Rows from a dataset:
-=-=-
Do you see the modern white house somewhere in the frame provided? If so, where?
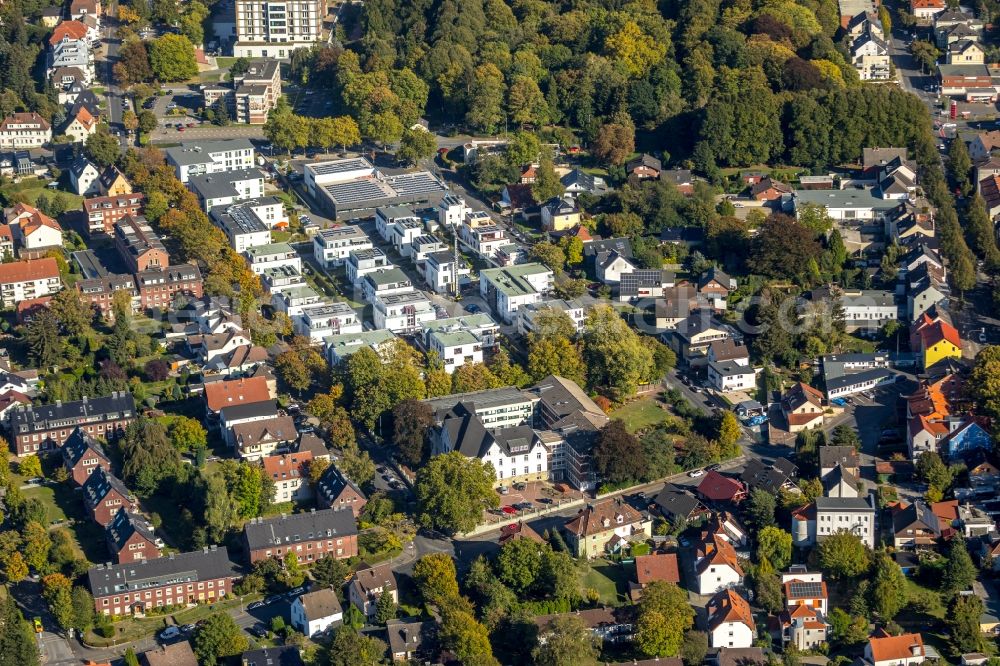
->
[479,263,554,324]
[291,587,344,636]
[243,243,302,275]
[372,289,437,334]
[313,225,374,269]
[165,139,256,183]
[292,302,364,343]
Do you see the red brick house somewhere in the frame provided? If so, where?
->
[316,465,368,518]
[87,546,240,616]
[104,507,163,564]
[62,428,111,486]
[243,509,358,564]
[83,467,136,527]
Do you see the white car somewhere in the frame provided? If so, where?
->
[160,626,181,641]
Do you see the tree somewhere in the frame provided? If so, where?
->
[869,551,907,622]
[17,456,42,478]
[83,125,121,167]
[945,594,986,653]
[24,310,65,369]
[531,157,564,201]
[591,120,635,164]
[948,135,972,194]
[532,612,600,666]
[415,451,499,533]
[149,33,198,81]
[592,419,646,483]
[194,613,249,666]
[747,488,777,528]
[0,594,38,666]
[818,531,871,579]
[375,592,396,624]
[329,626,386,666]
[635,581,695,657]
[757,525,792,571]
[396,129,437,164]
[941,537,976,594]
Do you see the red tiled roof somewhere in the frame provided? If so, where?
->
[0,257,59,284]
[205,377,271,412]
[635,553,681,585]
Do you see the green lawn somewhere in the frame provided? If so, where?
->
[580,560,628,606]
[611,396,671,432]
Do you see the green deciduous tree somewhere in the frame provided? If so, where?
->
[194,613,249,666]
[536,612,600,666]
[415,451,499,533]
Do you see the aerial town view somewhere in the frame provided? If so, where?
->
[0,0,1000,666]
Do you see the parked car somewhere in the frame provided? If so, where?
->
[160,627,181,641]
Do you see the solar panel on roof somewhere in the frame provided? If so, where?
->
[788,582,823,599]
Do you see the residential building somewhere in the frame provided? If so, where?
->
[115,216,170,273]
[243,509,358,564]
[694,534,743,594]
[230,412,298,461]
[563,497,652,559]
[864,628,924,666]
[347,564,399,622]
[87,546,241,617]
[69,155,101,197]
[313,225,374,270]
[792,497,875,548]
[83,194,146,236]
[781,382,824,433]
[290,587,344,632]
[233,0,326,60]
[10,391,135,456]
[60,427,111,486]
[424,251,470,294]
[708,361,757,393]
[82,467,139,527]
[316,465,368,518]
[323,329,398,367]
[705,589,757,648]
[62,106,98,143]
[517,298,586,335]
[165,139,256,183]
[292,302,366,342]
[479,263,553,324]
[261,452,313,502]
[201,58,281,125]
[374,290,436,334]
[104,507,163,564]
[187,167,266,210]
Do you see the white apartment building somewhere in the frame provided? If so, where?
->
[243,243,302,275]
[292,303,364,342]
[313,225,374,269]
[166,139,255,183]
[233,0,326,60]
[0,113,52,150]
[0,257,62,308]
[372,288,436,334]
[479,263,553,324]
[344,247,396,289]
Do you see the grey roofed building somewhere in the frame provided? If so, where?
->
[104,507,159,555]
[653,483,706,520]
[243,509,358,551]
[164,139,254,166]
[240,644,305,666]
[87,546,241,597]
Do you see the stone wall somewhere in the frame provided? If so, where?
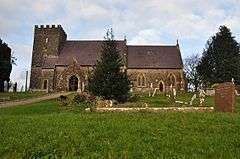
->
[30,25,67,90]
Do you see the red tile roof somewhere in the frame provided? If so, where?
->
[128,45,183,69]
[43,40,183,69]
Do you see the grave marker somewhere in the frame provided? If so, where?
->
[215,82,235,112]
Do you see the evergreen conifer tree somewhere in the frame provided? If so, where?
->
[0,39,14,92]
[88,29,130,102]
[197,26,240,86]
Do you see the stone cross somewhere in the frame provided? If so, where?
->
[173,88,177,100]
[4,81,8,92]
[190,94,197,105]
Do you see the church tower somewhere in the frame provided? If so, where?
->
[30,25,67,89]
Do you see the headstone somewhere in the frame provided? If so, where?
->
[173,88,177,100]
[21,86,24,92]
[215,82,235,112]
[13,82,17,92]
[199,89,206,106]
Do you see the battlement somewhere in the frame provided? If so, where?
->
[35,25,63,29]
[34,25,67,39]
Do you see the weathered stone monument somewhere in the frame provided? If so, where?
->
[4,81,8,92]
[215,82,235,112]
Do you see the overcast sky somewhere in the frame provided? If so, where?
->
[0,0,240,89]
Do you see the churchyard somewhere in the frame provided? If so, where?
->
[0,89,240,158]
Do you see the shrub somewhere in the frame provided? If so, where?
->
[128,94,140,102]
[57,95,69,106]
[72,93,87,104]
[211,83,219,88]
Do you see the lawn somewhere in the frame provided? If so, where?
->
[0,95,240,159]
[0,92,46,102]
[117,93,214,107]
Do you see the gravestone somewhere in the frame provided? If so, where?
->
[215,82,235,112]
[4,81,8,92]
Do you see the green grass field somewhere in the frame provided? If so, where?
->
[0,94,240,159]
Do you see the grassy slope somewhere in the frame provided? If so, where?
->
[0,99,240,158]
[119,93,214,107]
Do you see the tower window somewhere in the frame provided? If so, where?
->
[43,80,48,89]
[137,74,146,87]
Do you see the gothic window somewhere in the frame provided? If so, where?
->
[69,75,78,91]
[43,80,48,89]
[137,74,146,87]
[159,81,164,92]
[169,74,176,86]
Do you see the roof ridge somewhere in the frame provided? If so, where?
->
[66,39,124,42]
[127,44,177,47]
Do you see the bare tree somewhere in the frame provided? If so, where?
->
[184,54,200,92]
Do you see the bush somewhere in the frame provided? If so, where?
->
[72,93,87,104]
[128,94,140,102]
[211,83,219,88]
[57,95,69,106]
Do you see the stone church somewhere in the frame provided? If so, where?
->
[30,25,186,92]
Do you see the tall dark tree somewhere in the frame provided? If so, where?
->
[88,29,130,102]
[197,26,240,86]
[184,54,200,92]
[0,39,13,92]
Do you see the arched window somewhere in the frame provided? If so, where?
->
[159,81,165,92]
[43,80,48,89]
[169,74,176,86]
[137,74,146,87]
[69,75,78,91]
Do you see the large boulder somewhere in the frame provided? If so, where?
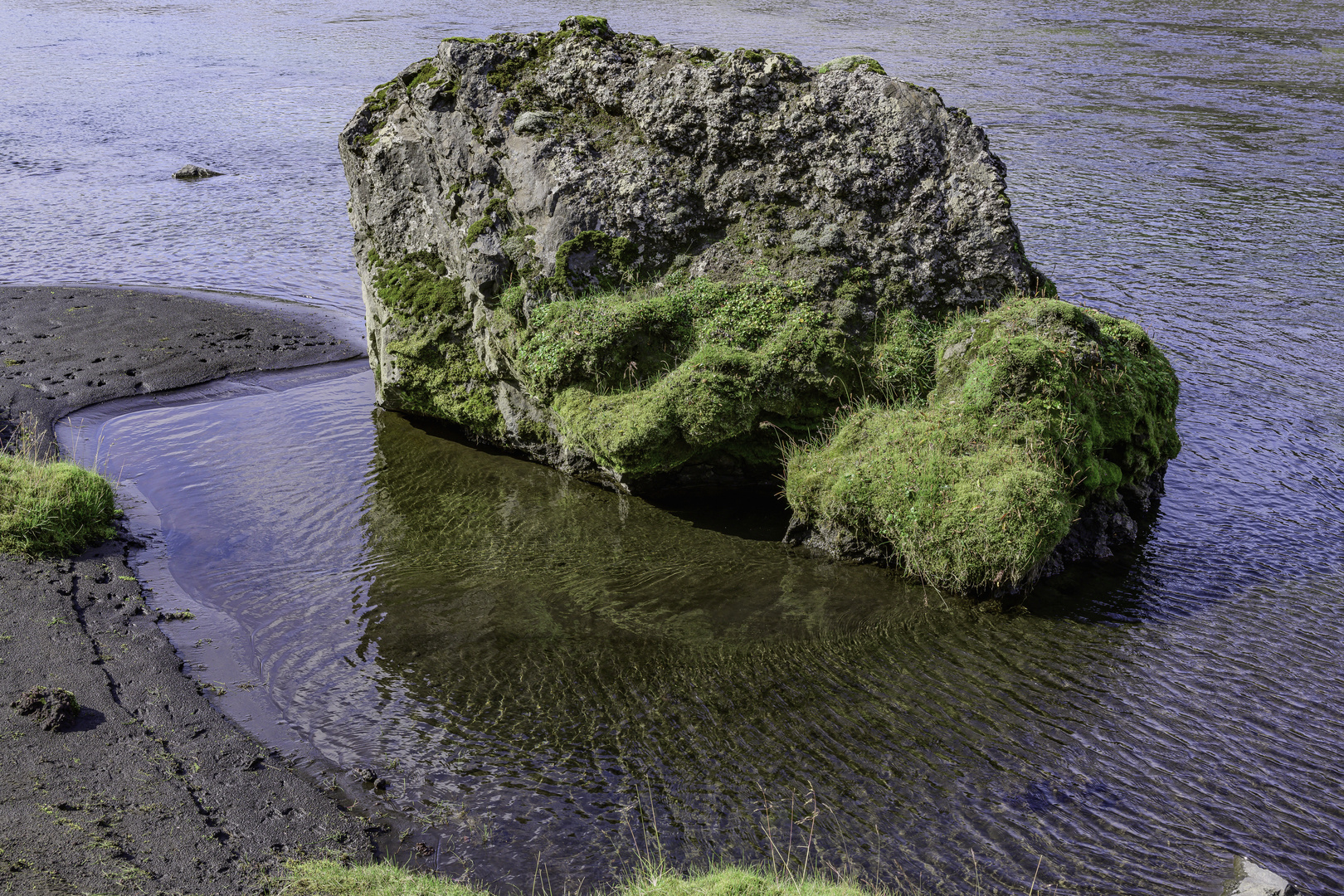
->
[340,16,1175,591]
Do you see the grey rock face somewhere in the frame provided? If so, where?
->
[783,465,1166,596]
[340,17,1045,451]
[1223,855,1311,896]
[172,165,222,180]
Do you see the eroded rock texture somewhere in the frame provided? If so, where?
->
[340,17,1040,485]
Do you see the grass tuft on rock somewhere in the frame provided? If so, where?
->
[785,297,1180,591]
[0,453,115,558]
[281,859,887,896]
[516,277,864,475]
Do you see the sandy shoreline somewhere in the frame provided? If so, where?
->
[0,286,373,894]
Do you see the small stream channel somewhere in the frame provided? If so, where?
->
[16,0,1344,896]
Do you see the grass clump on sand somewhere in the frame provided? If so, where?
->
[785,297,1180,591]
[0,416,117,556]
[516,277,861,475]
[280,859,887,896]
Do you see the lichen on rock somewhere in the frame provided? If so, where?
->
[340,16,1175,591]
[786,297,1180,590]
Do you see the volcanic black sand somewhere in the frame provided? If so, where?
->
[0,286,371,894]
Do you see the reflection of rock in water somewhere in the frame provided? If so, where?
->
[363,412,957,661]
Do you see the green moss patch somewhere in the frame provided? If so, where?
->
[284,859,881,896]
[0,453,115,556]
[786,298,1180,590]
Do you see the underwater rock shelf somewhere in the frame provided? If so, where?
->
[340,16,1180,590]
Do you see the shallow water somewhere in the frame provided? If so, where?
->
[16,2,1344,894]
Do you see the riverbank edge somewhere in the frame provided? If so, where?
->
[0,284,377,894]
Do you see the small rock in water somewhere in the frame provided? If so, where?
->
[514,111,553,134]
[172,165,222,180]
[1223,855,1311,896]
[9,686,80,731]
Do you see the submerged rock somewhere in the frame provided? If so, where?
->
[340,16,1175,591]
[172,165,221,180]
[9,685,80,731]
[1223,855,1311,896]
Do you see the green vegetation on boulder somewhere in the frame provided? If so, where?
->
[340,16,1179,588]
[786,298,1180,590]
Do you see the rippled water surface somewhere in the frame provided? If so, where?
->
[16,0,1344,894]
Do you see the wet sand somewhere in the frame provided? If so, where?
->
[0,286,373,894]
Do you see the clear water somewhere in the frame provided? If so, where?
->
[16,0,1344,894]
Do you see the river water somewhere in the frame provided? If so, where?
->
[7,0,1344,894]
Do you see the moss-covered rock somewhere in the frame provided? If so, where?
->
[340,16,1177,587]
[0,451,115,556]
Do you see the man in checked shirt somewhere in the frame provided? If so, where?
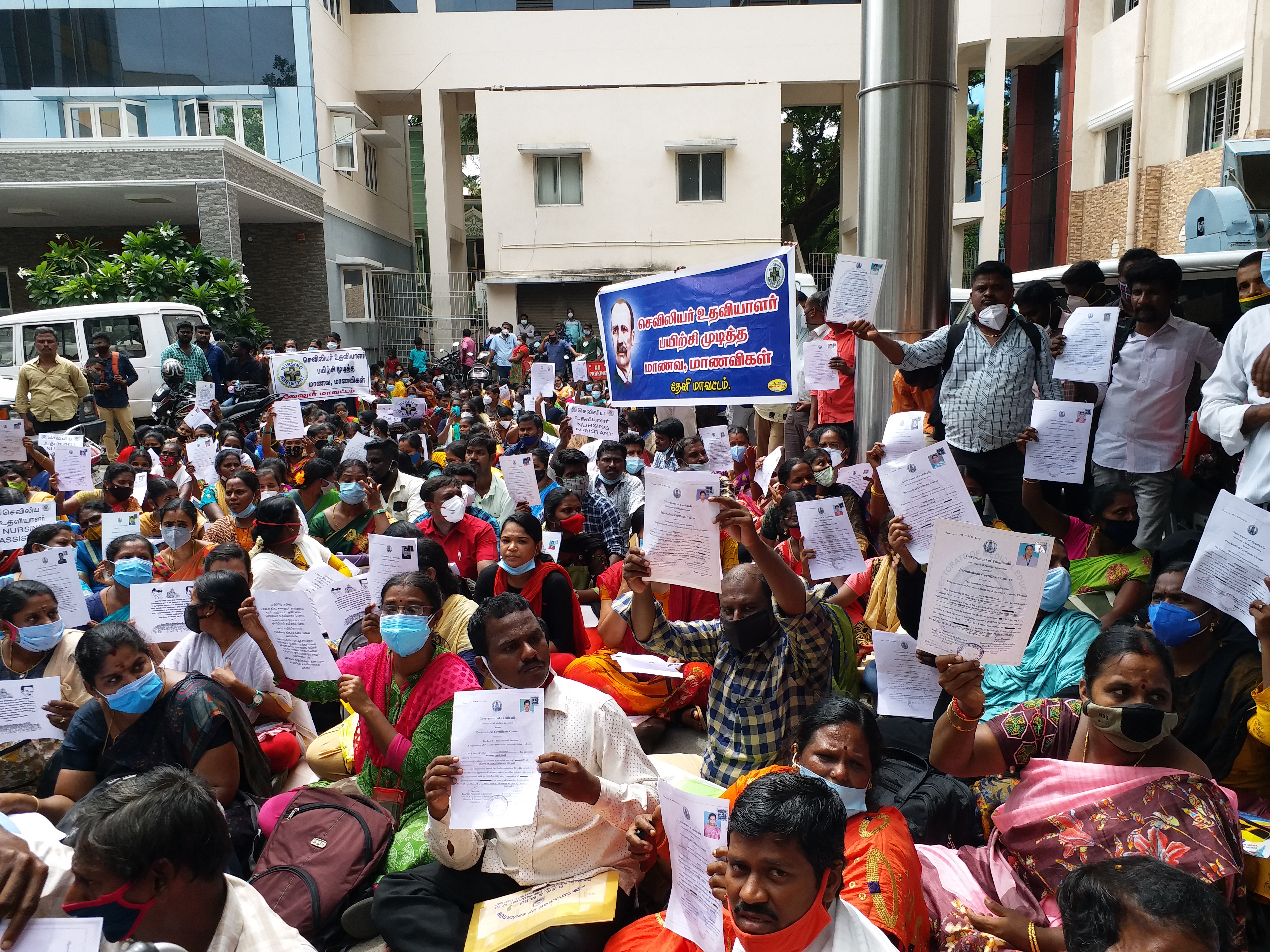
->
[614,496,855,787]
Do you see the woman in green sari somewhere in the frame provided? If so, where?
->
[247,572,480,873]
[1022,475,1151,631]
[309,459,390,555]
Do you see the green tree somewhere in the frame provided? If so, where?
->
[18,222,269,342]
[781,105,842,255]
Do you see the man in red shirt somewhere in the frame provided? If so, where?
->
[416,476,498,581]
[812,311,856,462]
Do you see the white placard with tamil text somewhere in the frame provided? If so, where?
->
[878,440,983,571]
[874,628,941,720]
[644,468,723,593]
[0,499,57,552]
[824,255,886,324]
[251,589,339,680]
[794,496,865,581]
[1053,307,1120,383]
[914,519,1053,668]
[569,404,617,439]
[1182,489,1270,633]
[53,447,95,493]
[450,688,546,830]
[130,581,197,645]
[0,678,66,745]
[18,556,90,628]
[1024,400,1093,484]
[269,400,309,439]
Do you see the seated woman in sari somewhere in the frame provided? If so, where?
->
[475,510,584,674]
[617,697,930,952]
[309,459,390,555]
[155,499,216,581]
[1019,467,1151,630]
[917,624,1245,951]
[0,580,89,797]
[203,470,260,548]
[1149,548,1270,816]
[252,572,480,872]
[8,622,269,869]
[250,496,353,591]
[85,533,155,622]
[890,525,1101,718]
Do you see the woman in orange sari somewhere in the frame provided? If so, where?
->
[604,697,931,952]
[155,499,216,581]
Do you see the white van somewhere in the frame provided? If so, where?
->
[0,301,207,420]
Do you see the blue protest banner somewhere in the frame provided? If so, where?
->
[596,248,796,406]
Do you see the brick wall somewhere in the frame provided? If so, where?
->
[239,222,330,347]
[1067,148,1222,261]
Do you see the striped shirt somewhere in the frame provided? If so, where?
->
[614,584,834,787]
[897,315,1063,453]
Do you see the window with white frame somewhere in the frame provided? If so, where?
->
[330,113,357,171]
[1186,70,1243,155]
[679,152,724,202]
[66,99,150,138]
[1102,121,1133,182]
[180,99,264,155]
[362,141,380,192]
[535,155,582,204]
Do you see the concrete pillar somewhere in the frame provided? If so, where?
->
[838,83,860,255]
[196,182,243,260]
[979,37,1006,261]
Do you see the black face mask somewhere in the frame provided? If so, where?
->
[1102,519,1138,548]
[719,608,776,655]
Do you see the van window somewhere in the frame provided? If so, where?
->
[84,313,146,357]
[163,311,207,344]
[21,321,79,363]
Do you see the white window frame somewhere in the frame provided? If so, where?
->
[62,99,150,138]
[330,113,357,173]
[362,137,380,194]
[533,152,585,208]
[674,148,728,204]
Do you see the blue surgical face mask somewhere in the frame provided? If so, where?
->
[798,764,869,820]
[1040,566,1072,612]
[18,620,66,651]
[1147,602,1208,647]
[114,559,155,589]
[339,482,366,505]
[380,614,432,658]
[105,668,163,713]
[498,559,539,575]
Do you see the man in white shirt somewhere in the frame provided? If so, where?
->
[0,766,314,952]
[1199,305,1270,509]
[373,591,655,952]
[1093,258,1222,548]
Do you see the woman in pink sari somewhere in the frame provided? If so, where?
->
[917,624,1246,952]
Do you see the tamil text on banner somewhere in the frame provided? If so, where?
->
[596,248,795,406]
[269,347,371,400]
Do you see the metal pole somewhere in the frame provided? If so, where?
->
[856,0,964,459]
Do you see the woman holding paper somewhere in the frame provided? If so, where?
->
[203,470,260,548]
[1019,480,1151,630]
[155,499,217,581]
[0,581,90,802]
[250,495,353,591]
[309,459,389,555]
[85,536,155,623]
[241,572,480,872]
[917,624,1245,950]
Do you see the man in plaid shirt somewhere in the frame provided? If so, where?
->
[614,496,846,787]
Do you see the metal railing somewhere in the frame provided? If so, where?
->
[371,272,486,361]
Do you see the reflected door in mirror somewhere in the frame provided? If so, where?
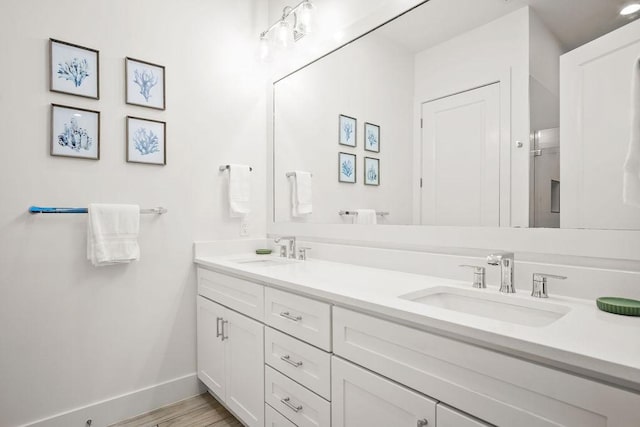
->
[421,83,500,227]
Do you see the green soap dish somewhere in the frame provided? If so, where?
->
[596,297,640,316]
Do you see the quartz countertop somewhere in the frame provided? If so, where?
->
[195,253,640,392]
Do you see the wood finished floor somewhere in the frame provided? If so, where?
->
[110,393,242,427]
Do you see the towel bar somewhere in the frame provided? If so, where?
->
[218,165,253,172]
[338,211,389,216]
[29,206,167,215]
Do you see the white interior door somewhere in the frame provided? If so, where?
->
[421,83,500,227]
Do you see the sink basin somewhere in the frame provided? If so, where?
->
[233,257,296,266]
[400,286,570,327]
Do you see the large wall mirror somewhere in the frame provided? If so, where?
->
[273,0,640,230]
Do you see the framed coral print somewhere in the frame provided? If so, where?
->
[364,123,380,153]
[49,39,100,99]
[127,116,167,165]
[51,104,100,160]
[338,153,356,184]
[49,39,100,99]
[338,114,358,147]
[364,157,380,185]
[124,58,165,110]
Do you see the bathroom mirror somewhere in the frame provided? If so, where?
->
[273,0,640,229]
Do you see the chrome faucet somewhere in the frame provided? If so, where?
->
[487,252,516,294]
[273,236,296,259]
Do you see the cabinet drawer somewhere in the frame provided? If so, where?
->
[198,268,264,321]
[264,366,331,427]
[436,403,491,427]
[331,357,440,427]
[264,327,331,400]
[264,403,296,427]
[264,288,331,351]
[332,307,640,427]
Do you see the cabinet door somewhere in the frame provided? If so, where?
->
[197,296,226,401]
[331,357,436,427]
[223,310,264,427]
[436,403,490,427]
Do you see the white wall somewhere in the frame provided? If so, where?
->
[274,36,413,224]
[0,0,266,426]
[560,17,640,230]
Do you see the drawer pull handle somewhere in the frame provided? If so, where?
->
[216,317,222,338]
[222,320,229,341]
[280,311,302,322]
[280,397,302,412]
[280,354,302,368]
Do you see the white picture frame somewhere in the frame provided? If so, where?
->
[364,122,380,153]
[338,153,356,184]
[338,114,358,147]
[50,104,100,160]
[127,116,167,166]
[49,39,100,99]
[124,57,166,110]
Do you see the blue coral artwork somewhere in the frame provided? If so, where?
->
[364,123,380,153]
[364,157,380,185]
[125,58,166,110]
[127,116,167,165]
[49,39,100,99]
[338,114,358,147]
[338,153,356,184]
[50,104,100,160]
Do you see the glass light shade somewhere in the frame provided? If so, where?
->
[620,3,640,16]
[260,35,269,61]
[298,1,315,34]
[275,20,293,49]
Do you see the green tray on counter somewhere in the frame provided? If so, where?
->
[596,297,640,316]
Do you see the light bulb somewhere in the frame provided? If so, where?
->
[620,3,640,16]
[275,20,293,49]
[298,0,315,34]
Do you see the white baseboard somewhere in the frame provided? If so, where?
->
[21,373,206,427]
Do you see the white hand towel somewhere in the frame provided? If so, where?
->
[622,60,640,208]
[229,165,251,218]
[291,171,313,217]
[353,209,378,225]
[87,203,140,267]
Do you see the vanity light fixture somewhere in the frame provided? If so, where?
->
[260,0,315,59]
[620,2,640,16]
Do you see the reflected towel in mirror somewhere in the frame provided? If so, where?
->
[291,171,313,217]
[229,165,251,218]
[353,209,378,225]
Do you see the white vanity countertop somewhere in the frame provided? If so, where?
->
[195,253,640,392]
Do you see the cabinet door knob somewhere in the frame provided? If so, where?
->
[280,311,302,322]
[280,354,302,368]
[280,397,302,412]
[216,317,222,338]
[222,320,229,341]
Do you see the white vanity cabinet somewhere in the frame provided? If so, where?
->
[331,356,437,427]
[333,307,640,427]
[197,269,264,427]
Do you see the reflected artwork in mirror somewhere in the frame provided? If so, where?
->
[273,0,640,230]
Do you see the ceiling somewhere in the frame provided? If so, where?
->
[378,0,640,52]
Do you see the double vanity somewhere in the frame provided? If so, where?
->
[195,242,640,427]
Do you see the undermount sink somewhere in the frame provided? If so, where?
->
[233,257,296,266]
[399,286,570,327]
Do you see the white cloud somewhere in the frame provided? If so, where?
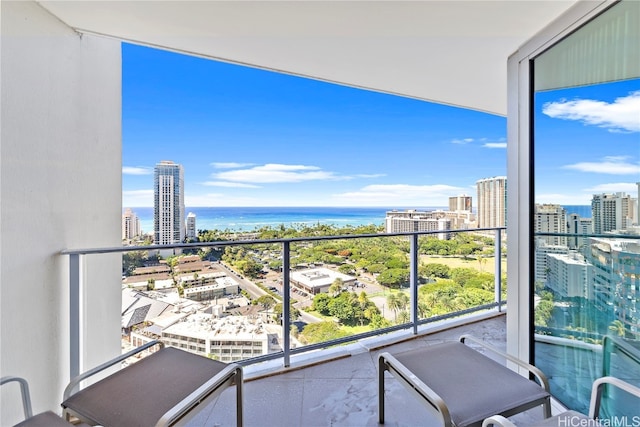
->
[211,162,253,169]
[563,156,640,175]
[451,138,507,148]
[535,193,592,205]
[122,166,153,175]
[213,163,345,184]
[483,142,507,148]
[333,184,465,206]
[353,173,387,178]
[184,193,264,207]
[542,91,640,132]
[122,190,153,207]
[585,182,638,196]
[451,138,475,145]
[202,181,260,188]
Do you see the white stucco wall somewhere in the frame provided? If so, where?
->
[0,1,122,425]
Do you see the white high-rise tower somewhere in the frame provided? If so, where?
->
[476,176,507,228]
[153,160,185,245]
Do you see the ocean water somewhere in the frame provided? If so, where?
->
[131,207,444,233]
[126,206,591,233]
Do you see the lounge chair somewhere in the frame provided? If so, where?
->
[0,377,88,427]
[482,377,640,427]
[62,341,242,427]
[378,335,551,427]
-=-=-
What you are asked to do:
With pictures omitted, copy exactly the lines from the one containing "Do you see the ceiling" through the final line of the listing, both included.

Solution for this problem:
Do you see the ceiling somewhere in the frame provided? If so, where?
->
[378,0,640,52]
Do you see the double vanity somewhere in the frame provided? If so, where?
->
[195,242,640,427]
Do you see the undermount sink somewhere in the frame provided? If so, where?
->
[233,257,296,266]
[399,286,570,327]
Do you see the white cloud somewhere in the frame provided? If so, where?
->
[211,162,253,169]
[563,156,640,175]
[451,138,507,148]
[535,193,592,205]
[122,166,153,175]
[213,163,345,184]
[483,142,507,148]
[333,184,465,206]
[353,173,387,178]
[184,193,264,207]
[542,91,640,132]
[122,190,153,207]
[585,182,638,196]
[451,138,475,145]
[202,181,260,188]
Do you see the white stucco wall somewhere in the frame provided? If so, where?
->
[0,1,122,425]
Do you see the white high-rise tower somewhere in the frame provided? If so, where?
->
[476,176,507,228]
[153,160,185,245]
Do you see the ocean water somewhere in the frame provided? If so, where?
->
[131,207,444,233]
[126,206,591,233]
Do you see the lounge chair somewhere in the frame provided? If so, where?
->
[0,377,88,427]
[482,377,640,427]
[62,341,242,427]
[378,335,551,427]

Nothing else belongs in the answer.